L’homme, la Nature, la biodiversité et le climat. Réflexion de Pol HUSSION

S’il était possible d’interroger l’ensemble des autres espèces du règne animal au sujet du comportement des hommes envers la Nature, il y a peu de doutes que les réponses seraient étoffées d’une volée de bois vert.

La Nature parle et l’homme n’écoute pas. Cette observation de Victor HUGO (1802 – 1885) est toujours d’actualité de nos jours. La raison de ce constat est très simple : La plupart des études et des recherches sont pratiquées, trop souvent, dans l’ignorance des lois de la Nature. Les décisions et mesures nécessaires à prendre pour préserver la Nature sont dès lors mal ciblées, car la Nature se raisonne au-delà des idées et des pensées qui n’appartiennent qu’au plan physique. D’autre part, est-il encore permis de douter que nos gouvernements se comportent en valet servile de la gouvernance occulte dirigée par le monde de la finance ? L’échec dans la lutte contre la dégradation de l’environnement est donc inévitable dans un tel contexte.

Deux grands fléaux se développent actuellement à l’échelle mondiale : l’effondrement de la biodiversité et le réchauffement climatique. Tous deux sont liés à la même cause, à savoir l’activité humaine contre-nature. Cela fait un demi-siècle que les premiers signaux inquiétants sont apparus, que l’écologie s’est invitée dans le débat politique. Depuis lors, peu de choses ont été entreprises pour contrer ces phénomènes naissants, la Nature parle… l’homme n’écoute toujours pas…

Aujourd’hui, nous sommes au bord du gouffre, encore un pas en avant et tout basculera ! C’est donc un retour en arrière qui s’impose comme une révolution inconditionnelle, autrement dit changeons la façon de nous développer et de vivre avant que la Nature ne s’en charge. Car ce dernier scénario sera bien pire que toutes les conséquences des restrictions que nous devrons consentir !

### Entrées de données enregistrées

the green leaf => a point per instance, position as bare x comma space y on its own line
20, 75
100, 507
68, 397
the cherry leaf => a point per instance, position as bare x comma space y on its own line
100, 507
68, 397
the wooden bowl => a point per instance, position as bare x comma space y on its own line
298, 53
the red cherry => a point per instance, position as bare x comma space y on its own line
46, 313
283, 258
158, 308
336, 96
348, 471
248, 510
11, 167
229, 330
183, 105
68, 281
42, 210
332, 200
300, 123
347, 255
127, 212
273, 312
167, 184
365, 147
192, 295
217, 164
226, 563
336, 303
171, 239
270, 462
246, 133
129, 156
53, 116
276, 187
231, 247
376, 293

...

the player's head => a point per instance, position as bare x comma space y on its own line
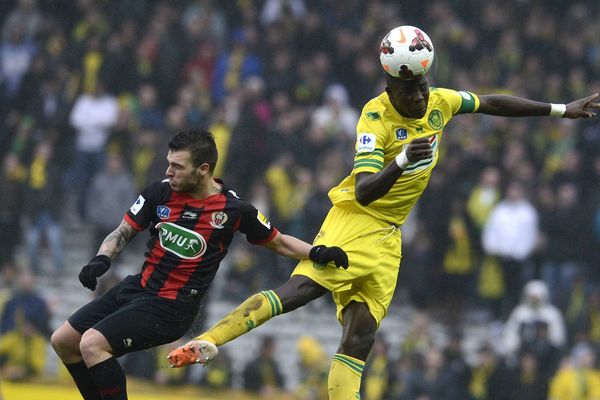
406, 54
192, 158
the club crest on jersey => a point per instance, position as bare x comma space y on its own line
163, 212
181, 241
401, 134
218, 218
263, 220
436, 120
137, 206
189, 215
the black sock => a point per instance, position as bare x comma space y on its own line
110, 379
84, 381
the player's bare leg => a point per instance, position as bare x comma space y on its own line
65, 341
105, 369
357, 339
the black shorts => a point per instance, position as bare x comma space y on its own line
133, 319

* * *

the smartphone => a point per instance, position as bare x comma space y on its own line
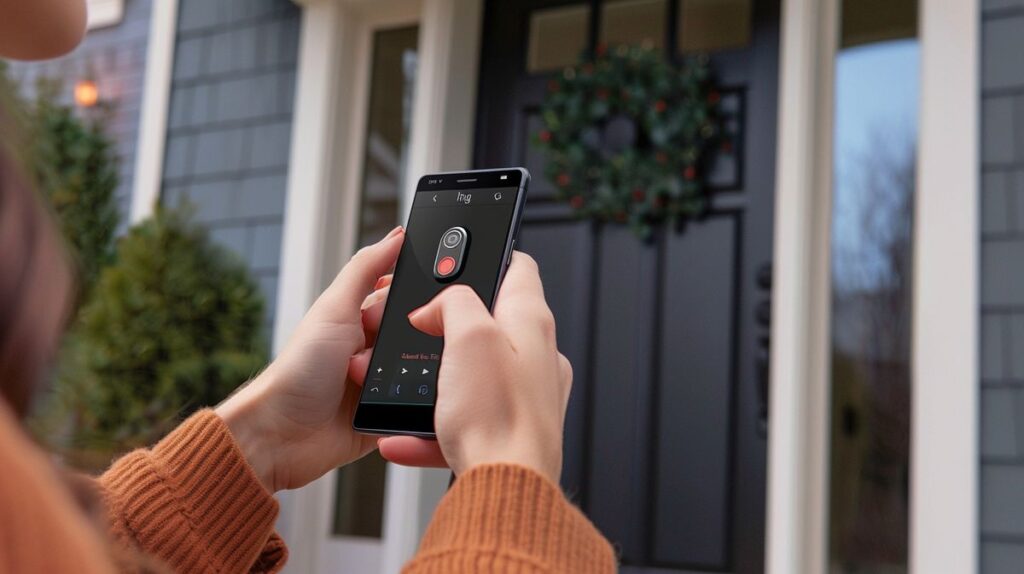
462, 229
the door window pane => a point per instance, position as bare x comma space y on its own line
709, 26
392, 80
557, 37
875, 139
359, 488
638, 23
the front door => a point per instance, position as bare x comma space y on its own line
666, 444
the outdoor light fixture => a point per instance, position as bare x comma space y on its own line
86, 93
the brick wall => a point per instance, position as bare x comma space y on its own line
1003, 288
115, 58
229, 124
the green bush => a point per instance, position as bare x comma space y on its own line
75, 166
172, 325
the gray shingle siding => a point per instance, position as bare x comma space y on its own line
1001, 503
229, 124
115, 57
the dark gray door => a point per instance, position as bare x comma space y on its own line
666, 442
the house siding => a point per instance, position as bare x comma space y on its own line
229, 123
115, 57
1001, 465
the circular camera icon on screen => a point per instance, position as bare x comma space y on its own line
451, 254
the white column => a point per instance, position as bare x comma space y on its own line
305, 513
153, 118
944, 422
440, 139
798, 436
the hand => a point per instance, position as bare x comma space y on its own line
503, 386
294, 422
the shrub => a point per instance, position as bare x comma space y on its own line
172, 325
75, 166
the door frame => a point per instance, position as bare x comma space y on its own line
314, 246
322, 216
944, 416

### Activité
Recopiez intégralement, s'il vous plaît, le texte à relire, sans y changer un seul mot ni un seul signe.

### Corrigé
L’homme, la Nature, la biodiversité et le climat. Réflexion de Pol HUSSION

S’il était possible d’interroger l’ensemble des autres espèces du règne animal au sujet du comportement des hommes envers la Nature, il y a peu de doutes que les réponses seraient étoffées d’une volée de bois vert.

La Nature parle et l’homme n’écoute pas. Cette observation de Victor HUGO (1802 – 1885) est toujours d’actualité de nos jours. La raison de ce constat est très simple : La plupart des études et des recherches sont pratiquées, trop souvent, dans l’ignorance des lois de la Nature. Les décisions et mesures nécessaires à prendre pour préserver la Nature sont dès lors mal ciblées, car la Nature se raisonne au-delà des idées et des pensées qui n’appartiennent qu’au plan physique. D’autre part, est-il encore permis de douter que nos gouvernements se comportent en valet servile de la gouvernance occulte dirigée par le monde de la finance ? L’échec dans la lutte contre la dégradation de l’environnement est donc inévitable dans un tel contexte.

Deux grands fléaux se développent actuellement à l’échelle mondiale : l’effondrement de la biodiversité et le réchauffement climatique. Tous deux sont liés à la même cause, à savoir l’activité humaine contre-nature. Cela fait un demi-siècle que les premiers signaux inquiétants sont apparus, que l’écologie s’est invitée dans le débat politique. Depuis lors, peu de choses ont été entreprises pour contrer ces phénomènes naissants, la Nature parle… l’homme n’écoute toujours pas…

Aujourd’hui, nous sommes au bord du gouffre, encore un pas en avant et tout basculera ! C’est donc un retour en arrière qui s’impose comme une révolution inconditionnelle, autrement dit changeons la façon de nous développer et de vivre avant que la Nature ne s’en charge. Car ce dernier scénario sera bien pire que toutes les conséquences des restrictions que nous devrons consentir !